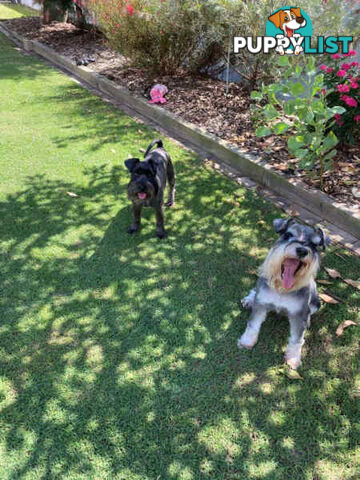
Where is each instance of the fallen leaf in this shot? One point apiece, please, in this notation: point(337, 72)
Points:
point(353, 283)
point(294, 213)
point(327, 298)
point(333, 273)
point(356, 192)
point(293, 374)
point(342, 326)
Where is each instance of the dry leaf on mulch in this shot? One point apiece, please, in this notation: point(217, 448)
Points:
point(353, 283)
point(324, 282)
point(332, 272)
point(328, 298)
point(343, 325)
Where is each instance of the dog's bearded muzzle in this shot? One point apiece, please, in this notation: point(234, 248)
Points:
point(296, 260)
point(141, 191)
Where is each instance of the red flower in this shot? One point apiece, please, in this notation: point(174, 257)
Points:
point(343, 88)
point(349, 101)
point(130, 9)
point(338, 120)
point(345, 66)
point(341, 73)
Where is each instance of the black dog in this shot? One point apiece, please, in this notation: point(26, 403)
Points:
point(147, 185)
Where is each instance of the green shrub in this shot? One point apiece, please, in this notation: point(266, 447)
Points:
point(297, 108)
point(342, 81)
point(163, 35)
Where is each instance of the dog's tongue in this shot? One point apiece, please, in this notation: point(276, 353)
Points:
point(290, 265)
point(288, 31)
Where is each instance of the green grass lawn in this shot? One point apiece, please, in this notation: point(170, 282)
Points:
point(8, 11)
point(118, 355)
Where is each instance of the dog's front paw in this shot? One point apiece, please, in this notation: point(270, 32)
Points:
point(247, 340)
point(293, 362)
point(248, 301)
point(133, 229)
point(293, 357)
point(161, 234)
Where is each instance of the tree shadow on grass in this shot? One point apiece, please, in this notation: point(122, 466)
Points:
point(15, 65)
point(119, 352)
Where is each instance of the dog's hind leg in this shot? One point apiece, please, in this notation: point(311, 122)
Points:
point(136, 214)
point(298, 324)
point(160, 229)
point(170, 173)
point(248, 301)
point(249, 338)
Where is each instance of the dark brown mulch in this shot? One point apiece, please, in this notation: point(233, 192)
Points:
point(200, 100)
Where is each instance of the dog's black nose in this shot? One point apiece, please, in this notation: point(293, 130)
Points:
point(301, 252)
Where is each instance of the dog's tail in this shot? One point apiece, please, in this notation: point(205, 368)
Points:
point(157, 142)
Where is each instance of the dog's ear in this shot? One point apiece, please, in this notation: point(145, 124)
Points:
point(277, 18)
point(130, 163)
point(153, 166)
point(296, 11)
point(282, 224)
point(321, 239)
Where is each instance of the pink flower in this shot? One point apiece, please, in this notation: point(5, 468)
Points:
point(130, 9)
point(341, 73)
point(338, 120)
point(343, 88)
point(350, 101)
point(350, 54)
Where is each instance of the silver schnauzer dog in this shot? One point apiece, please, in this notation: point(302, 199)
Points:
point(287, 284)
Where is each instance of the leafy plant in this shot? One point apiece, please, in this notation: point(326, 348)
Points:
point(342, 81)
point(296, 107)
point(165, 35)
point(55, 9)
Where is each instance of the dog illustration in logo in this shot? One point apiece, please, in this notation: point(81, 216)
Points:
point(288, 21)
....
▸ **Exercise requirements**
Without the pictures, return the entries exactly as they appear.

▸ **Worked answer**
Where is each instance of the fallen leaf in this shot? One point apiece, please, in this notation: point(337, 72)
Points:
point(353, 283)
point(294, 213)
point(327, 298)
point(333, 273)
point(356, 192)
point(293, 374)
point(342, 326)
Where is each instance of the dry leaf on mulch in this shot? One point apiece, please, in this notation: point(217, 448)
Points:
point(353, 283)
point(324, 282)
point(332, 272)
point(328, 298)
point(343, 325)
Where is each instance of the dog's bearded muzzle in this shot? One point apiece, please, in this notation: point(234, 248)
Points:
point(296, 260)
point(141, 191)
Where is each instance of the red flower in this shot? One point apiece, please, in this notation: point(174, 257)
Points:
point(343, 88)
point(349, 101)
point(130, 9)
point(338, 120)
point(345, 66)
point(341, 73)
Where is each instance of the black dog in this shot? One point apiece, please, in this notation: point(26, 403)
Points:
point(147, 185)
Where is each instance of the green shrub in this shot? One point apiece, please, in this notation: point(266, 447)
Points:
point(297, 108)
point(342, 81)
point(163, 35)
Where is each instance of the dog's tongue in this shot? One point apiece, please, in this notation: point(276, 353)
Points:
point(290, 265)
point(288, 31)
Where is each instance of the green grass lawn in this shot? One point apiece, please, in this notation: point(170, 282)
Points:
point(8, 11)
point(118, 355)
Where is each instance of the dog's front paw in this shot? One point apiece, please, in this notation: point(270, 32)
Points:
point(247, 340)
point(293, 362)
point(248, 301)
point(133, 229)
point(293, 357)
point(161, 234)
Where is each instance of the tree shadow on grass in this shot? One point apiece, please, in this notation: point(122, 466)
Points:
point(15, 65)
point(119, 352)
Where is each instance of the dog's hind leg in this shot? One point apiece, please, in this notation: point(311, 122)
Points:
point(136, 214)
point(298, 324)
point(160, 229)
point(170, 173)
point(248, 301)
point(249, 338)
Where is each instance of the dark brown mulch in this shot? One point apiece, please, in this notation: point(233, 192)
Points:
point(200, 100)
Where is each instance of the dog's black nose in this shot? One point apiece, please, in this notation: point(293, 130)
Points:
point(301, 252)
Where is each instance of the dog's tail in this shot? One point apiece, please, in this notation: point(205, 368)
Points:
point(157, 142)
Where is each instance of the dog's ear in this shot? One point apiece, please, in this notation: point(145, 124)
Points:
point(277, 18)
point(130, 163)
point(153, 166)
point(296, 11)
point(282, 224)
point(321, 239)
Where is each instance of the pink flower in this shot? One point apiece, please, in this notation: point(5, 468)
Points:
point(130, 9)
point(341, 73)
point(338, 120)
point(343, 88)
point(350, 101)
point(350, 54)
Where is each instance of the silver schnauzer dog in this shot? One point apiece, please, in this notation: point(302, 199)
Points:
point(287, 284)
Where is each instance of the leafy plant in this shot? One point apiece, please, in this notation: point(326, 348)
Points:
point(342, 81)
point(296, 107)
point(165, 35)
point(55, 9)
Where is each instance of the dog illustration in logo in this shot? One point apiece, please, in this notation: point(81, 216)
Points:
point(288, 21)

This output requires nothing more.